In the passage on self-compassion below, how many statements make up Dr. Neff's self-compassion scale?

====== Text block

This idea does seem at odds with the advice dispensed by many doctors and self-help books, which suggest that willpower and self-discipline are the keys to better health. But Kristin Neff, a pioneer in the field, says self-compassion is not to be confused with self-indulgence or lower standards.

“I found in my research that the biggest reason people aren’t more self-compassionate is that they are afraid they’ll become self-indulgent,” said Dr. Neff, an associate professor of human development at the University of Texas at Austin. “They believe self-criticism is what keeps them in line. Most people have gotten it wrong because our culture says being hard on yourself is the way to be.”

Imagine your reaction to a child struggling in school or eating too much junk food. Many parents would offer support, like tutoring or making an effort to find healthful foods the child will enjoy. But when adults find themselves in a similar situation — struggling at work, or overeating and gaining weight — many fall into a cycle of self-criticism and negativity. That leaves them feeling even less motivated to change.

“Self-compassion is really conducive to motivation,” Dr. Neff said. “The reason you don’t let your children eat five big tubs of ice cream is because you care about them. With self-compassion, if you care about yourself, you do what’s healthy for you rather than what’s harmful to you.”

Dr. Neff, whose book, “Self-Compassion: Stop Beating Yourself Up and Leave Insecurity Behind,” is being published next month by William Morrow, has developed a self-compassion scale: 26 statements meant to determine how often people are kind to themselves, and whether they recognize that ups and downs are simply part of life.

============
====== Recorded information

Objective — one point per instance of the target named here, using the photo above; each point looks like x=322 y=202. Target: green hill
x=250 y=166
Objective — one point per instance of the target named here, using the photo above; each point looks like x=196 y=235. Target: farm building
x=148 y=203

============

(Output below): 26 statements.